## Material provided

----

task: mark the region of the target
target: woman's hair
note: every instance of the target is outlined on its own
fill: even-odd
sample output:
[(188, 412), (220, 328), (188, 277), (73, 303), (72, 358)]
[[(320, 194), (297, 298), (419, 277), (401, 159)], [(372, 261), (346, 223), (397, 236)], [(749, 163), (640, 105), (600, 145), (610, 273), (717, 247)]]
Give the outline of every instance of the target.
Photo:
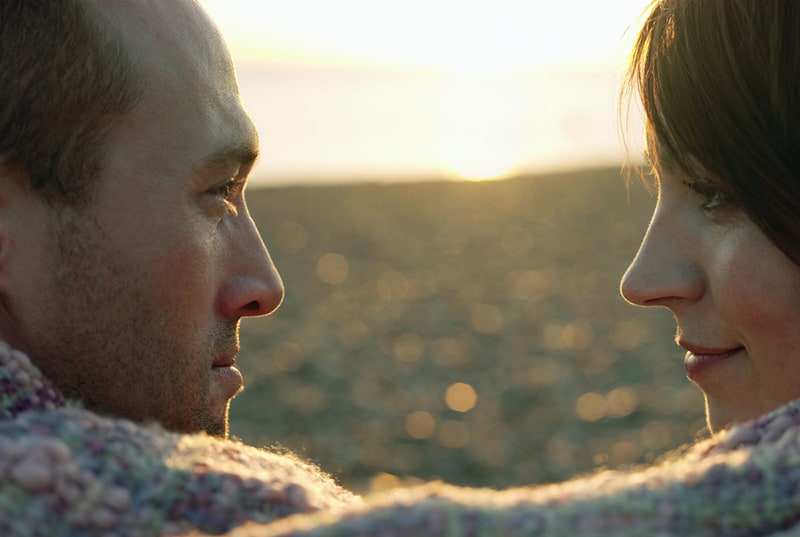
[(140, 89), (85, 2), (0, 2), (0, 157), (45, 200), (87, 201), (108, 133)]
[(800, 263), (800, 1), (653, 2), (622, 97), (636, 92), (651, 158), (710, 174)]

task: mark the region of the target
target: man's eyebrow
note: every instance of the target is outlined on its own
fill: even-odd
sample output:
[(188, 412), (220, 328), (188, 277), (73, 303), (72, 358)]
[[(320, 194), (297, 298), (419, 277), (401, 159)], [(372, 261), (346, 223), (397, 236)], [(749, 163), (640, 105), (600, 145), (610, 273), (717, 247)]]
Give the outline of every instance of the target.
[(232, 163), (240, 165), (253, 164), (258, 159), (258, 147), (242, 143), (231, 145), (214, 151), (201, 162), (202, 168), (221, 168)]

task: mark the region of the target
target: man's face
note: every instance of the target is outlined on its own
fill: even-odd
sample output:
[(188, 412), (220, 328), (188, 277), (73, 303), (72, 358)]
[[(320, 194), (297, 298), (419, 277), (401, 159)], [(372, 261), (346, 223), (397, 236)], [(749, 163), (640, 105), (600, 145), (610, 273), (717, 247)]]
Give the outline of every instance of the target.
[(21, 216), (46, 225), (29, 223), (3, 335), (91, 409), (225, 435), (239, 320), (283, 298), (243, 195), (257, 135), (194, 3), (97, 4), (144, 96), (113, 130), (87, 208)]

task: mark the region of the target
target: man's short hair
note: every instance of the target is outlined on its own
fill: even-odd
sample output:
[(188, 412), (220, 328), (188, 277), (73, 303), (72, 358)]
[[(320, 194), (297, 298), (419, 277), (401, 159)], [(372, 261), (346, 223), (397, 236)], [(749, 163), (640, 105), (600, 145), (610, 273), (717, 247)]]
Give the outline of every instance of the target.
[(0, 2), (0, 157), (48, 203), (87, 202), (115, 120), (141, 83), (81, 0)]

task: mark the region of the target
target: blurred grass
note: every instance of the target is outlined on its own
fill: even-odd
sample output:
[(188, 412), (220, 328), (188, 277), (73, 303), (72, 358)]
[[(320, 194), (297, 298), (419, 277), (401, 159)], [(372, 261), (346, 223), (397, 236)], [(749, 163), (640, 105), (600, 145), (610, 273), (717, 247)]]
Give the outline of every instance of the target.
[(653, 199), (617, 169), (248, 204), (287, 291), (243, 323), (231, 430), (247, 443), (359, 491), (508, 487), (652, 461), (703, 430), (671, 316), (618, 295)]

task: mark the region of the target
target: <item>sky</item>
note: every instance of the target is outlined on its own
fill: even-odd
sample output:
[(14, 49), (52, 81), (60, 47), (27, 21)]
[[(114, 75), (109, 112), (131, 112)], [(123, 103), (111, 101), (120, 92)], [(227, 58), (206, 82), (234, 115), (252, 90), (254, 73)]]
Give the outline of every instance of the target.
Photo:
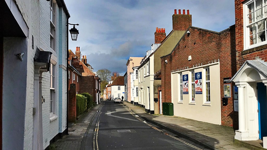
[[(123, 76), (130, 57), (144, 57), (155, 42), (156, 27), (172, 30), (174, 10), (189, 10), (193, 26), (217, 31), (235, 23), (233, 0), (65, 0), (69, 23), (78, 23), (77, 41), (94, 72), (105, 68)], [(69, 29), (73, 27), (69, 25)]]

----

## Task
Copy out every one of the lines above without any changes, but omit the pictures.

## Output
task: mark the region of the target
target: woman's hair
note: every instance of the target is outlined on its own
fill: even-odd
sample output:
[(188, 412), (220, 328), (188, 277), (73, 303), (72, 358)]
[[(320, 194), (297, 298), (419, 277), (401, 159)], [(372, 261), (346, 223), (397, 236)], [(749, 163), (640, 105), (600, 145), (610, 273), (717, 247)]]
Give the outline of every instance of the target.
Photo:
[(140, 89), (85, 2), (0, 2), (0, 157), (45, 200), (87, 201), (108, 133)]
[(800, 263), (800, 1), (653, 2), (622, 97), (636, 92), (651, 158), (710, 174)]

task: mark the region of the target
target: man's eyebrow
note: every instance of the target is outlined on its own
fill: even-odd
sample output:
[(188, 412), (220, 328), (188, 277), (73, 303), (72, 358)]
[[(320, 194), (297, 298), (419, 277), (401, 159)], [(372, 261), (346, 223), (397, 236)], [(749, 163), (640, 105), (600, 145), (610, 273), (717, 247)]]
Give the outline of every instance of the target.
[(232, 163), (240, 165), (253, 164), (258, 159), (258, 147), (242, 143), (231, 145), (214, 151), (201, 162), (202, 168), (221, 168)]

task: mark the region of the target
target: man's face
note: every instance of the target is outlined on its own
fill: even-odd
sample output:
[(188, 412), (220, 328), (188, 277), (73, 303), (72, 358)]
[[(320, 194), (297, 298), (419, 277), (401, 159)], [(372, 261), (346, 223), (397, 236)], [(749, 163), (640, 105), (600, 145), (610, 273), (717, 247)]]
Give the outline of every instance of the target.
[(21, 216), (46, 225), (29, 223), (3, 335), (91, 409), (225, 435), (239, 320), (283, 298), (243, 195), (257, 135), (194, 3), (97, 4), (144, 96), (113, 130), (87, 208)]

task: mark the region of the target
target: man's short hair
note: every instance of the target is outlined on its own
fill: even-odd
sample output:
[(188, 412), (220, 328), (188, 277), (73, 303), (72, 358)]
[[(320, 194), (297, 298), (419, 277), (401, 159)], [(372, 261), (346, 223), (397, 236)], [(749, 163), (640, 105), (600, 145), (610, 273), (717, 247)]]
Give the outline of every instance of the target.
[(0, 2), (0, 157), (48, 203), (87, 202), (115, 120), (141, 83), (81, 0)]

task: mark the region of the target
target: blurred grass
note: every instance of the target is outlined on its own
fill: even-odd
sample output:
[(188, 412), (220, 328), (188, 277), (73, 303), (72, 358)]
[[(320, 194), (297, 298), (419, 277), (401, 159)], [(372, 261), (346, 223), (397, 236)], [(749, 163), (640, 105), (600, 145), (610, 273), (717, 247)]]
Give the outline of every instance of the target.
[(653, 199), (617, 169), (248, 204), (287, 291), (243, 323), (231, 430), (247, 443), (359, 491), (508, 487), (652, 461), (703, 430), (671, 316), (618, 295)]

task: mark the region of the target
target: <item>sky</item>
note: every instance of the target is outlined on its own
fill: even-odd
sample output:
[(14, 49), (52, 81), (60, 47), (27, 21)]
[[(114, 75), (109, 112), (131, 112)], [(123, 103), (111, 101), (120, 92)], [(227, 58), (206, 82), (234, 115), (252, 90), (254, 73)]]
Give the outline of every instance of the target.
Photo:
[[(123, 76), (130, 57), (144, 57), (155, 42), (156, 27), (172, 30), (174, 10), (189, 10), (193, 26), (217, 31), (235, 23), (233, 0), (65, 0), (69, 23), (78, 23), (77, 41), (94, 72), (105, 68)], [(69, 29), (73, 27), (69, 25)]]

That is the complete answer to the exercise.